*** Page text ***

EHR vendors and the use of FHIR, a modern standard for health data exchange

Published: January 11, 2024 In The News

5th December 2023 – Contribution by Mohita Deshpande – Featured in Circle Square – November 2023

EHR vendors and the use of FHIR, a modern standard for health data exchange

Benefits of FHIR in healthcare

Interoperability of data: FHIR allows various healthcare IT systems and platforms to communicate with each other, regardless of which vendor the platform comes from. HCPs and other healthcare practitioners can access patient data regardless of where the data is located.

Standardization: FHIR establishes a standardized set of resources and data elements for exchanging healthcare information. Standardizing the format and structure of healthcare data through FHIR helps in maintaining consistency across the various systems in the healthcare industry.

*** End of Page text ***
*** Information supplied ***

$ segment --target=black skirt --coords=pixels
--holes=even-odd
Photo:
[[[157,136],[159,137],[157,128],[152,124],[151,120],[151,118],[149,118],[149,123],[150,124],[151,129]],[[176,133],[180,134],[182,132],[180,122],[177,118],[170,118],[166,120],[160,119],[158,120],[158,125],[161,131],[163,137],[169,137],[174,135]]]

*** End of Information supplied ***

## Tasks:
**a)** In the FHIR article, what does FHIR establish for exchanging healthcare information?
**b)** Please quote the FHIR article between "Interoperability of data: FHIR" and "the healthcare industry.", inclusive.

## Set of answers:
**a)** A standardized set of resources and data elements.

**b)**
Interoperability of data: FHIR allows various healthcare IT systems and platforms to communicate with each other, regardless of which vendor the platform comes from. HCPs and other healthcare practitioners can access patient data regardless of where the data is located.

Standardization: FHIR establishes a standardized set of resources and data elements for exchanging healthcare information. Standardizing the format and structure of healthcare data through FHIR helps in maintaining consistency across the various systems in the healthcare industry.